▶ _Excerpt provided_:
————————
It’s an insidious problem that’s often dismissed, but chronic pain impinges on the lives of more than 3.2 million Australians. This number is forecast to swell to 5.2 million by 2050.
Unless Prof Mark Hutchinson has anything to do with it, that is. The director of the ARC Centre of Excellence for Nanoscale BioPhotonics (CNBP) is changing how we view and treat chronic, or persistent, pain — and that goes for livestock wellbeing, too.
Today, Prof Hutchinson also heads the University of Adelaide’s Neuroimmunopharmacology lab. But when he was a PhD student at university in the early 2000s, he developed chronic pain after being flung over his bicycle handlebars.
His lower back pain persisted for 4 years.
‘I still functioned, but there were days when it was just too painful to do much,’ he says, grimacing at the memory. ‘It was freaking frustrating.’
He recovered after restarting physical activity — literally getting back on the bike — coupled with training himself to think differently about the pain. He knew the initial injury had long healed; there was no real reason for his back to hurt anymore. Eventually, the pain faded.
Around that time, researchers were considering chronic pain as a complex condition, beyond physiological factors. Current models encompass physical, psychological, social and environmental elements. No two patients are the same.
Despite this, chronic pain is still generally treated like its acute counterpart: with medications, such as opioids, that can provide short-term relief but, paradoxically, cause long-term harm.
To revise clinician and patient attitudes to chronic pain, Prof Hutchinson and his crew are developing methods that identify chronic pain and treat it quickly and appropriately.
————————
▶ _Excerpted data_:
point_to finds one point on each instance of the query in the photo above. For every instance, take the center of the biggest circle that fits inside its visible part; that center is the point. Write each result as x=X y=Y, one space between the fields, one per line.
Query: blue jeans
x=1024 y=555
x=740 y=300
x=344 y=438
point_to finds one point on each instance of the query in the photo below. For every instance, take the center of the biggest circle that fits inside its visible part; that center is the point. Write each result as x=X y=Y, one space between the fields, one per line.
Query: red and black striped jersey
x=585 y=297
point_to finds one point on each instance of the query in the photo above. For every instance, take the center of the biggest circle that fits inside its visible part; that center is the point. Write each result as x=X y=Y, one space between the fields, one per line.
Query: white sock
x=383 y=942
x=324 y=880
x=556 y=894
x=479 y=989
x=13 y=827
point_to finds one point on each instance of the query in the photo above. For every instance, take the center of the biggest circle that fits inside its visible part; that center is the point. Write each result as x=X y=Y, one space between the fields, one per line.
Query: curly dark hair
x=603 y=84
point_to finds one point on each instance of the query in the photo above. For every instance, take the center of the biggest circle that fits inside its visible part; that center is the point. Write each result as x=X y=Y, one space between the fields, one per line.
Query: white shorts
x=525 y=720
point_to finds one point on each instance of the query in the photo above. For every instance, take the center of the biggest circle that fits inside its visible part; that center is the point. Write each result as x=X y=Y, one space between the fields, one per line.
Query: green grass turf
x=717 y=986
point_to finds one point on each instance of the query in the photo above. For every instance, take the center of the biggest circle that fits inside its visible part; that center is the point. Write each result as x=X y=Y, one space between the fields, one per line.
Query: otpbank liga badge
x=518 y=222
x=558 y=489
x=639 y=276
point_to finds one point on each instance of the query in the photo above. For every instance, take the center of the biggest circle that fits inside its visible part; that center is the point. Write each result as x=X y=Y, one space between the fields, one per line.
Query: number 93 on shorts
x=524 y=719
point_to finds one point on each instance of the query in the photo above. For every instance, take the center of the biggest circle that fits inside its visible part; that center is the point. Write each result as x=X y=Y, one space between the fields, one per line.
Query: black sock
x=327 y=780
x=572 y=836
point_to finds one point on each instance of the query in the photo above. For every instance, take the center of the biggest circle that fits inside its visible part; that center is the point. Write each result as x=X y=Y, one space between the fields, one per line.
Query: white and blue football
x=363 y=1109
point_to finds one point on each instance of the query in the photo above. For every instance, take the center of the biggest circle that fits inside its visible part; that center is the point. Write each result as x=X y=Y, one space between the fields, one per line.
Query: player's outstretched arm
————————
▶ _Work request_: Write the next part of the article on Prof Mark Hutchinson's chronic pain research, beginning after its final sentence. The lines have no connection to the text on chronic pain.

▶ _Response to the task_:
They’re working with colleagues in Australia and the US in the hope that a pain test will one day be part of a clinician’s toolkit.
Then there’s treatment. Instead of analgesic drug quick fixes — which don’t work for everyone — Prof Hutchinson envisions personalised pain therapies that take factors like genetics into account and target highly specific disease sub-groups.
‘Where it gets exciting is a test that can diagnose you with chronic pain but also tells the doctor that you would best respond, from day one, to a particular combination of medicines or mental and physical therapies,’ he says.
Even though human pain relief over the past decades has left a lot to be desired, Prof Hutchinson has noticed history repeating in the livestock industry.
‘We tried to cover human chronic pain with the wrong drugs, and I can see veterinary medicine is heading in that direction now.’
That’s why he’s now broadening his chronic pain work to include quadrupeds.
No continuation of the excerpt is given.